* What the exercise asks: Please report each line in the material below that includes "brick".
[Information provided — start]
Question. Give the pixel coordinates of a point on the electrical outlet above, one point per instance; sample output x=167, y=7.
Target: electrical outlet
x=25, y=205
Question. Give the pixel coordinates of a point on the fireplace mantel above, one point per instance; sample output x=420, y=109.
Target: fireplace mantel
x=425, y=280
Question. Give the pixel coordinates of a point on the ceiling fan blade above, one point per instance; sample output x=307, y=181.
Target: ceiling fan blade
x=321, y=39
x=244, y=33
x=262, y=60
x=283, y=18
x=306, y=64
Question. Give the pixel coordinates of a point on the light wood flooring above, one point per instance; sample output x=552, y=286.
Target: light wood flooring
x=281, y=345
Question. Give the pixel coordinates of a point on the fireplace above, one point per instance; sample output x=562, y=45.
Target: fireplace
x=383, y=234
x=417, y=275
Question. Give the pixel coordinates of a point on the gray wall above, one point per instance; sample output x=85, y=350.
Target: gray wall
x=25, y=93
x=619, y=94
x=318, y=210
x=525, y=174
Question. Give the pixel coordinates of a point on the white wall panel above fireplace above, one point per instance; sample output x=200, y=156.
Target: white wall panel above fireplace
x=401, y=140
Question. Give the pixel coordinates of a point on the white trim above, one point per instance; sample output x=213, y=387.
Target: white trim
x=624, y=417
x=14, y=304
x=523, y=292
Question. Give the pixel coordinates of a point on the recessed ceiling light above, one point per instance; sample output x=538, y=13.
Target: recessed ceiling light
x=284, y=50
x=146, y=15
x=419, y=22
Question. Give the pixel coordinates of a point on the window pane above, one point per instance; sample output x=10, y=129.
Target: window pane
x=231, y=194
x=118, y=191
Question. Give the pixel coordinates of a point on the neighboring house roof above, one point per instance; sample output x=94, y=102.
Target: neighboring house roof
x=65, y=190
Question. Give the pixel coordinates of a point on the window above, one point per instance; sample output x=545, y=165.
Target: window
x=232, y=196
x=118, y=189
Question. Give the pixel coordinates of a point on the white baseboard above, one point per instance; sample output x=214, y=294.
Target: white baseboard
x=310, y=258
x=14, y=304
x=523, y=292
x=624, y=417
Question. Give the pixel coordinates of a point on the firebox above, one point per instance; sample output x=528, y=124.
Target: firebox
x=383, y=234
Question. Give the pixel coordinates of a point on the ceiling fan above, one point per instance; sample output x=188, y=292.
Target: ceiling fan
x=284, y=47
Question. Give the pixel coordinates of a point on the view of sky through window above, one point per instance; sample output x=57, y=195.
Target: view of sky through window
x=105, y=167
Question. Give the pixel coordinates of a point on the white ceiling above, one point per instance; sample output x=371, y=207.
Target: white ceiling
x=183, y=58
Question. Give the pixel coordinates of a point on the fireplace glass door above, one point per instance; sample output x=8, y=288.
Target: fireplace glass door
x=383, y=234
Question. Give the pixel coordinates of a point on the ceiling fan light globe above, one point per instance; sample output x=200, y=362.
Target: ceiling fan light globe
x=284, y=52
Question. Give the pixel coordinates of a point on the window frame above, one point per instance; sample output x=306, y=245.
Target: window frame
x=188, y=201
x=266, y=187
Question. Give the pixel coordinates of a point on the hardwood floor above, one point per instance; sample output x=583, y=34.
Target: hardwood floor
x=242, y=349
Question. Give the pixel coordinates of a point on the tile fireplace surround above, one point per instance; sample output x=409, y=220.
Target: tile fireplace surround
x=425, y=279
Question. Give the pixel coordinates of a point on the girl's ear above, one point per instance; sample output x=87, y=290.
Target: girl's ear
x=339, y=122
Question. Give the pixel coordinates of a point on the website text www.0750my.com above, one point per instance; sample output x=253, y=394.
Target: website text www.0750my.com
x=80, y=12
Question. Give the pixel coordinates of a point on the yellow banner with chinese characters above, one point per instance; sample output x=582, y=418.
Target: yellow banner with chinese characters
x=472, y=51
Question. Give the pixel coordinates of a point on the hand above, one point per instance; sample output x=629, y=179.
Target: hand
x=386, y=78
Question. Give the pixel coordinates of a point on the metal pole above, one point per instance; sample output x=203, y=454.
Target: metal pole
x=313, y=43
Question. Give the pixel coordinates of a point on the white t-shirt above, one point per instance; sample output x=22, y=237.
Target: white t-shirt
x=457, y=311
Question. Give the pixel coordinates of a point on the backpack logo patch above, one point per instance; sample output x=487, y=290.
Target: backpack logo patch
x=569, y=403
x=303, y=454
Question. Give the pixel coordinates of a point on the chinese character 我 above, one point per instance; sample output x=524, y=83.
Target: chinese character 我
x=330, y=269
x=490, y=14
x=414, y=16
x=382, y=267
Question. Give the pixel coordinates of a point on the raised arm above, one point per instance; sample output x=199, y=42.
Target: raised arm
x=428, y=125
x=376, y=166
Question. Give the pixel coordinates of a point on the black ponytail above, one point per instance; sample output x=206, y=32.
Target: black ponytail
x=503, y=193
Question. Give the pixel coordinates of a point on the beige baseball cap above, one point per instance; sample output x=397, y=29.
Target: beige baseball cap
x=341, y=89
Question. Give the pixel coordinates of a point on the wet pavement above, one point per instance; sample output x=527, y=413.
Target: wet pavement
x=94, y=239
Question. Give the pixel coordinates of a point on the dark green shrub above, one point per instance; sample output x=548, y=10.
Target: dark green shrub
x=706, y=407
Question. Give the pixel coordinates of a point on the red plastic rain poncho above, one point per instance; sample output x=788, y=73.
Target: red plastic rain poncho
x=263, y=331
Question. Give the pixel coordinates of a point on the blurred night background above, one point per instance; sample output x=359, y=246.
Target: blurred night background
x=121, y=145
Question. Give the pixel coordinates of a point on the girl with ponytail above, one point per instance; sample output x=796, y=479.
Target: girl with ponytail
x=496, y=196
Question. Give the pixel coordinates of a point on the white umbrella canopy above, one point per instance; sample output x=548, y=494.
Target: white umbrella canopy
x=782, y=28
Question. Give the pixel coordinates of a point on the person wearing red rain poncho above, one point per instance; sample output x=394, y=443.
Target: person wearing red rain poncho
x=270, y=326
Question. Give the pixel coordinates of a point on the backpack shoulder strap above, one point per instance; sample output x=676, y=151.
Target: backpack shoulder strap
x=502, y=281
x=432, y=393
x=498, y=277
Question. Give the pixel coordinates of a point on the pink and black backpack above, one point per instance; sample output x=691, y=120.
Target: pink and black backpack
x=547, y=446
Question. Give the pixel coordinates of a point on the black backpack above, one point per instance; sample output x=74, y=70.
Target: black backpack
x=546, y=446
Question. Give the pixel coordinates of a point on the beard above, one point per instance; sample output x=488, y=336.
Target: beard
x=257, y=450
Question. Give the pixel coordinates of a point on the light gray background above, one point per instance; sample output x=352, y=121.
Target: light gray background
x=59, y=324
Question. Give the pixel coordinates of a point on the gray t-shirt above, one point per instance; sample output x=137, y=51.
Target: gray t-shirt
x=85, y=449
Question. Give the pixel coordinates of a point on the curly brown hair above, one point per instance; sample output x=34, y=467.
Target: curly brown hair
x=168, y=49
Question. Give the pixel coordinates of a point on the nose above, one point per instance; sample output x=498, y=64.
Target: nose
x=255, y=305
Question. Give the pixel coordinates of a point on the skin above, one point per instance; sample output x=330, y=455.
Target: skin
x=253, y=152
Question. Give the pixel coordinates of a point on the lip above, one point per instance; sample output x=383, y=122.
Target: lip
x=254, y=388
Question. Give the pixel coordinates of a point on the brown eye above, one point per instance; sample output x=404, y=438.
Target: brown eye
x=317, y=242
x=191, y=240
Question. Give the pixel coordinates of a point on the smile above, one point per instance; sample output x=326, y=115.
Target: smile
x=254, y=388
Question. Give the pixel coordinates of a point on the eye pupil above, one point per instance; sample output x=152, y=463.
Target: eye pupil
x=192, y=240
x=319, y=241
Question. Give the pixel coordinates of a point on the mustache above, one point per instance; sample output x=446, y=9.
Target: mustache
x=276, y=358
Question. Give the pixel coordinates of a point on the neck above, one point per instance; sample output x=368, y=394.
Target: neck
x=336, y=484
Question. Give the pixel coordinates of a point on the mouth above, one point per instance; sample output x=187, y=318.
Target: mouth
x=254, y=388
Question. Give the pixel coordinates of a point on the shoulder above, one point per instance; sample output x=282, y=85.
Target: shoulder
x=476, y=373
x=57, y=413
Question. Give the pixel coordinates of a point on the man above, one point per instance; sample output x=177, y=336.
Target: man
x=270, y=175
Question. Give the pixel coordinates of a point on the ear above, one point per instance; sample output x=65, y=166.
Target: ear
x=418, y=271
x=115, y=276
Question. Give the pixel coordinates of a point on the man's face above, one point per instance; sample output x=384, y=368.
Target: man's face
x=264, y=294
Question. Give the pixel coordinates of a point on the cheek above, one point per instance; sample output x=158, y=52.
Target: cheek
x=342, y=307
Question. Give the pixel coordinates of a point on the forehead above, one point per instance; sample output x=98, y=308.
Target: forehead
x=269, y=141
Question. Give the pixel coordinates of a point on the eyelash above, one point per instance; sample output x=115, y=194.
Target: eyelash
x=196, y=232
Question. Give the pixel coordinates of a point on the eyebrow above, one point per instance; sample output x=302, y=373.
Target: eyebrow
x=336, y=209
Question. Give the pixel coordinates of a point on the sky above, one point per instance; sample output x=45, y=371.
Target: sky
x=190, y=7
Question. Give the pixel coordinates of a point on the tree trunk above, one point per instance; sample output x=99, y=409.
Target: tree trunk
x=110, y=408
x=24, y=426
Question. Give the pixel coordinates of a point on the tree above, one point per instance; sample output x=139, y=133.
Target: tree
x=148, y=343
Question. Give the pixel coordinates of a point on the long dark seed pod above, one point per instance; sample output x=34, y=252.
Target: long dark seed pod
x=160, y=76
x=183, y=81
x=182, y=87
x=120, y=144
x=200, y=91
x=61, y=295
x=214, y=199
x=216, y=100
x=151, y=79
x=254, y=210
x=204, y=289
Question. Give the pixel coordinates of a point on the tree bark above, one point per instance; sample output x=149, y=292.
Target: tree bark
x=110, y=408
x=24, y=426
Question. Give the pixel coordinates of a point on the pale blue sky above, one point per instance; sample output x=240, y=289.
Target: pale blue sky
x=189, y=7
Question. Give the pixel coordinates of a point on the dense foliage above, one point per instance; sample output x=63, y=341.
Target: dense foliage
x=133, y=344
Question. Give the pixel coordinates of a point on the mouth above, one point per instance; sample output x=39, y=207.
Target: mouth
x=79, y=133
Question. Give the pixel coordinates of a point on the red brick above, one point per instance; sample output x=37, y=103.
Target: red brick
[Information provided — finish]
* The answer:
Question. Give the pixel coordinates of a point on the red brick above, one point per instance; sample output x=37, y=103.
Target: red brick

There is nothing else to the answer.